Problem description =>
Find each line in the data below that contains the word "road" and copy those lines out in full.

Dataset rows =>
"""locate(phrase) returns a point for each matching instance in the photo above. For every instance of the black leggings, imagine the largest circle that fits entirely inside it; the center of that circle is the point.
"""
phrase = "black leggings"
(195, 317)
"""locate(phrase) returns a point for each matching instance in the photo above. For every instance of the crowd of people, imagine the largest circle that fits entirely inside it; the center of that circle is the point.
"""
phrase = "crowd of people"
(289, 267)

...

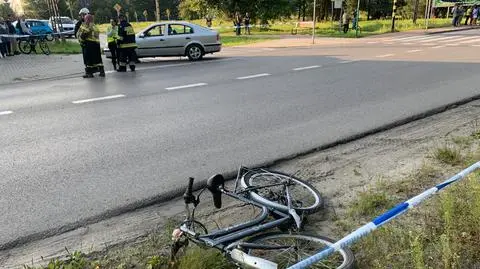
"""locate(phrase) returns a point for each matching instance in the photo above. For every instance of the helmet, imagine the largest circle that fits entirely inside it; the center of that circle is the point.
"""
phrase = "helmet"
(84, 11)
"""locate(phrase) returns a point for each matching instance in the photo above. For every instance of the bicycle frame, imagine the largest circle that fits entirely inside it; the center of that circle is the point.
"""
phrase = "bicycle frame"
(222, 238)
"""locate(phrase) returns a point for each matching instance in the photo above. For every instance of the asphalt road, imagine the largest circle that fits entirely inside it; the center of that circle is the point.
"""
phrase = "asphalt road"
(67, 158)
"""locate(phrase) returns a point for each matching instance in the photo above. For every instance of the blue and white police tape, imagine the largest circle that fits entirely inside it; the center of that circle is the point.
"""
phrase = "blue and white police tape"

Expected answer =>
"""locate(phrase) returns a point for each matching instance in the photo above. For every instance of the asphalt road, imagine the largest circle that fits entirely inside it; the center of that circle is the point.
phrase = "asphalt road"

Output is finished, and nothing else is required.